[STUDY MATERIAL]
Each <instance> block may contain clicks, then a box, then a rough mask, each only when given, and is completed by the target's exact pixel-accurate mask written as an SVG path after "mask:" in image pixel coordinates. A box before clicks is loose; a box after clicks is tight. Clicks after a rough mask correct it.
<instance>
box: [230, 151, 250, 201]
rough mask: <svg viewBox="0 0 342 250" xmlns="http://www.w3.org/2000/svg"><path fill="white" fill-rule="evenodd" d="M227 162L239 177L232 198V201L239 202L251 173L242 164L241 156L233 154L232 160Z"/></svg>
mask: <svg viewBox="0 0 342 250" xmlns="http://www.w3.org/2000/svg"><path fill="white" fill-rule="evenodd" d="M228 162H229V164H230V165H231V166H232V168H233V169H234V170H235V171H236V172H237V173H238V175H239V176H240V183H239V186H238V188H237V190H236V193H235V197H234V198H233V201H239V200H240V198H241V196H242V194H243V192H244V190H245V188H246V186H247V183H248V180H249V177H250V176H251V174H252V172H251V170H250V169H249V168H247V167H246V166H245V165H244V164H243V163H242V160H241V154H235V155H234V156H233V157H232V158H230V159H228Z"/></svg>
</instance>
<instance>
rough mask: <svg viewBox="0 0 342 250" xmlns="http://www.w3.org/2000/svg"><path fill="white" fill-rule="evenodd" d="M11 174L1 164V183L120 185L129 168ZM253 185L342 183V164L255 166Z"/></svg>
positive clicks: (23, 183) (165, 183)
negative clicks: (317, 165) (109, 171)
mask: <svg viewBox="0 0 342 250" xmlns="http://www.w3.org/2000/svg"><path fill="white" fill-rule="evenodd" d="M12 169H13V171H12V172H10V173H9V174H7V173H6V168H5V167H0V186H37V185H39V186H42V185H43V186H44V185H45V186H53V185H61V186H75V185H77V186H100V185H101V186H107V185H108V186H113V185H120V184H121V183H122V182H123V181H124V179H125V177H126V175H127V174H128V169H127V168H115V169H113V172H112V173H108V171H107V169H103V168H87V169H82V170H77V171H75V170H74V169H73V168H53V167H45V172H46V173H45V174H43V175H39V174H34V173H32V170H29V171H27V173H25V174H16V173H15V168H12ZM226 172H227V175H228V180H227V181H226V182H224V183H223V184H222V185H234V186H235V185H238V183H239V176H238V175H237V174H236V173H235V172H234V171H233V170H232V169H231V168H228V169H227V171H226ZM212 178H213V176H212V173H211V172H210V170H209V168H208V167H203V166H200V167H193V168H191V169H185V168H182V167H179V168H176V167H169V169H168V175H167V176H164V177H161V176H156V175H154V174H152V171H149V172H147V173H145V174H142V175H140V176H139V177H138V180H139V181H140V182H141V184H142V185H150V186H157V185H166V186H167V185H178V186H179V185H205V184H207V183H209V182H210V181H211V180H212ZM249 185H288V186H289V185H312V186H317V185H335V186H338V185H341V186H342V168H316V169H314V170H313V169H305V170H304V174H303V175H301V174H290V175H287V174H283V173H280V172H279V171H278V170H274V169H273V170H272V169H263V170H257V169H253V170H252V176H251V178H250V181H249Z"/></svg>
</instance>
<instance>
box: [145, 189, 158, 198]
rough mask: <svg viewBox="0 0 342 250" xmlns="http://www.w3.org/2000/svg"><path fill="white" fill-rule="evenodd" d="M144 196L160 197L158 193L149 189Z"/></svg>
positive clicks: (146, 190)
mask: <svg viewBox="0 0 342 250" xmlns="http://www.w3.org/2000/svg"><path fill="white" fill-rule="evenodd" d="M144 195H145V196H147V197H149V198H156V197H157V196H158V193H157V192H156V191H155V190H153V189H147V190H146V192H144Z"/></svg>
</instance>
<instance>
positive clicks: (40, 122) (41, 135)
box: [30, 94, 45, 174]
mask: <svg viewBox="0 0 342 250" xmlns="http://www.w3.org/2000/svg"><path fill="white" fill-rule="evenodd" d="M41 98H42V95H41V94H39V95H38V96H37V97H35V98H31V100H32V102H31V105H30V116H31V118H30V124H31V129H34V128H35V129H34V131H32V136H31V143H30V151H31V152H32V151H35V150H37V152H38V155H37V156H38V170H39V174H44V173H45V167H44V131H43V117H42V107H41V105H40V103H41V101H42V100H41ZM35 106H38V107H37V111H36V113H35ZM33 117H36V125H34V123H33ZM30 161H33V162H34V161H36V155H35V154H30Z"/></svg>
==
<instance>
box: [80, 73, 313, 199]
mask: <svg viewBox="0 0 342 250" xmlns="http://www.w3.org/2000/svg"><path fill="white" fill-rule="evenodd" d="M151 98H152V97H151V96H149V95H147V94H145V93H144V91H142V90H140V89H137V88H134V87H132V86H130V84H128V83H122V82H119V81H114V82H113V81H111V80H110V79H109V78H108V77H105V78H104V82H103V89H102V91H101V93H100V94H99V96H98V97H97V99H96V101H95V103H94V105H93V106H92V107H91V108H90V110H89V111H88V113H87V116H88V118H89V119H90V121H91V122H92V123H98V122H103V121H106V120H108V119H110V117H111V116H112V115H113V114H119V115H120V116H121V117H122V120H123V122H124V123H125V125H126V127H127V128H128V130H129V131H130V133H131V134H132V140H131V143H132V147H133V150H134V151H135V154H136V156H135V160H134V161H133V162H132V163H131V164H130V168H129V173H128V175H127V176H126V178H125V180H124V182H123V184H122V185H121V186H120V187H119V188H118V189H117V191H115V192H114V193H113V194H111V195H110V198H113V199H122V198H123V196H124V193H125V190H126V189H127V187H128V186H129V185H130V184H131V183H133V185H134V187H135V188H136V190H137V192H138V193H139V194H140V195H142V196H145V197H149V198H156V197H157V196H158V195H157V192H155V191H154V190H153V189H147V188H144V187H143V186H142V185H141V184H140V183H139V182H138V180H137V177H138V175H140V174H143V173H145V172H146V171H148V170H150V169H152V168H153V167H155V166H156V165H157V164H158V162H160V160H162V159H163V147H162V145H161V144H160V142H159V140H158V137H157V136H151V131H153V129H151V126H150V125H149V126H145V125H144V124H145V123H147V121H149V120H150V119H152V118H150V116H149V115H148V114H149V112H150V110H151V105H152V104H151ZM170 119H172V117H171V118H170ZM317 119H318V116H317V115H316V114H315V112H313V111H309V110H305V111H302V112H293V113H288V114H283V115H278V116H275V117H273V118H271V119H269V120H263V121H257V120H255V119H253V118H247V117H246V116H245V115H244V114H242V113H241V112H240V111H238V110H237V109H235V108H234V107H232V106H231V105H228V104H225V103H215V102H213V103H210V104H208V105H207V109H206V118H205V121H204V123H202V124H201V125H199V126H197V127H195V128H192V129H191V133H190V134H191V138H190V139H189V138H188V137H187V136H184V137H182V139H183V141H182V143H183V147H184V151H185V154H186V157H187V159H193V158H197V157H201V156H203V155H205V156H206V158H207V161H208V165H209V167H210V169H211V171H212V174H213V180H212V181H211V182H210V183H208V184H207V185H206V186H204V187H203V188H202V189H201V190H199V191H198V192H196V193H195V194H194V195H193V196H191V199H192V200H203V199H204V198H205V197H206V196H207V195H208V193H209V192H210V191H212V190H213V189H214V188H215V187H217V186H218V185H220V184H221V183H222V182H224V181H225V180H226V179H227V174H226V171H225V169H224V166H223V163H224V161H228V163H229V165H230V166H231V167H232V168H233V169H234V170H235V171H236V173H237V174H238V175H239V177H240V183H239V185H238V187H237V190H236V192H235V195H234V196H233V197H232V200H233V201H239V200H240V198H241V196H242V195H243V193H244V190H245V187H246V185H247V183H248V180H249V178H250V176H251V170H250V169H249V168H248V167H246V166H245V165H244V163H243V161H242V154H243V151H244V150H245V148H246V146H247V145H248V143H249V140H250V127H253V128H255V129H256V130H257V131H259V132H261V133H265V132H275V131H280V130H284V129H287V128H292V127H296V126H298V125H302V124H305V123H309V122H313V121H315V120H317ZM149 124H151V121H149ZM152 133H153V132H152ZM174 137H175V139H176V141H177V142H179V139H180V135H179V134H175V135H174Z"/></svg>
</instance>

[PROBLEM DETAILS]
Rewrite the stretch of data from the line containing "Each <instance> block" through the line containing "positive clicks: (23, 183) (165, 183)", putting "coarse mask" in place of each "rough mask" and leaving all else unchanged.

[OUTPUT FOR THIS TASK]
Each <instance> block may contain clicks, then a box, then a coarse mask, each only when given, and is completed by the target's exact pixel-accurate mask written as an SVG path after "mask:" in image pixel coordinates. A box before clicks is loose; a box after clicks is tight. Clicks after a coarse mask correct it.
<instance>
box: [230, 151, 250, 201]
coarse mask: <svg viewBox="0 0 342 250" xmlns="http://www.w3.org/2000/svg"><path fill="white" fill-rule="evenodd" d="M227 162L239 177L232 198V201L239 202L251 173L242 164L241 156L233 154L232 160Z"/></svg>
mask: <svg viewBox="0 0 342 250" xmlns="http://www.w3.org/2000/svg"><path fill="white" fill-rule="evenodd" d="M228 162H229V164H230V165H231V166H232V168H233V169H234V170H235V171H236V172H237V173H238V175H239V176H240V183H239V186H238V188H237V190H236V193H235V197H234V198H233V201H239V200H240V198H241V196H242V194H243V192H244V190H245V188H246V186H247V183H248V180H249V177H250V176H251V174H252V172H251V170H250V169H249V168H247V167H246V166H245V165H244V164H243V163H242V160H241V154H235V155H234V156H233V157H232V158H230V159H228Z"/></svg>
</instance>
<instance>
coarse mask: <svg viewBox="0 0 342 250" xmlns="http://www.w3.org/2000/svg"><path fill="white" fill-rule="evenodd" d="M11 174L1 164V183L120 185L129 168ZM253 185L342 183V164L255 166Z"/></svg>
positive clicks: (23, 183) (165, 183)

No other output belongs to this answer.